# [EXTRACTED ENTRIES]
----

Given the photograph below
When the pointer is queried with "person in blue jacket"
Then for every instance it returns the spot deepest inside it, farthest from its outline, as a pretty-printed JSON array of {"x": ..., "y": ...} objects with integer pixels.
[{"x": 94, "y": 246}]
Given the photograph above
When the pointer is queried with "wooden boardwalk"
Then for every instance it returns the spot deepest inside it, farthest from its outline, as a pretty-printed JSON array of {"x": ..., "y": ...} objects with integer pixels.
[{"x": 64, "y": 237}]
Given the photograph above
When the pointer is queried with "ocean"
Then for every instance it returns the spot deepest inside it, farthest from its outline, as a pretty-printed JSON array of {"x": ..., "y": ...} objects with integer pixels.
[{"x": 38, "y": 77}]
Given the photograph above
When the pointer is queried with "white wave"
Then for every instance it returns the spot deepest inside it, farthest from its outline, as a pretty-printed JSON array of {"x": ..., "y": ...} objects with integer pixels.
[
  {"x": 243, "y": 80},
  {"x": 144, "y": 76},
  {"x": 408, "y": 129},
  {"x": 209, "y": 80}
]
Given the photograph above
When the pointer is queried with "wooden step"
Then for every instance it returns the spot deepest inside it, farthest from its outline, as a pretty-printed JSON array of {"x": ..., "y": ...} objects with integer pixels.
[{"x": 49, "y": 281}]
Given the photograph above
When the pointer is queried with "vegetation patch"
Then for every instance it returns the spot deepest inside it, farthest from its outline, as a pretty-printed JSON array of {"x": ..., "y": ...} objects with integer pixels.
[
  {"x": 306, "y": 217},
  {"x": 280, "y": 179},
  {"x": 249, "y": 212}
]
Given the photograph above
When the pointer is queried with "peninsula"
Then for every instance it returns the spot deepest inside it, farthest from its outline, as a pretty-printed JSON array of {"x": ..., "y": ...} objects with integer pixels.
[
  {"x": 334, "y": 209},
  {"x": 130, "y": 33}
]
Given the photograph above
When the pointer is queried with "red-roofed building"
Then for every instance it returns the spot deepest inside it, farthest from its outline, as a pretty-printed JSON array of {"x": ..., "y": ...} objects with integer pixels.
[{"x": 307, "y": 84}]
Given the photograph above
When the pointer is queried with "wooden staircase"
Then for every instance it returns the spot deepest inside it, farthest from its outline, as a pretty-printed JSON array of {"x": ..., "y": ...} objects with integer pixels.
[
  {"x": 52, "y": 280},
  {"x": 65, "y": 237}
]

----

# [TASK GOAL]
Answer with one number only: how many lines in the data contain the word "pointer"?

# [SOLUTION FOR THIS EXERCISE]
9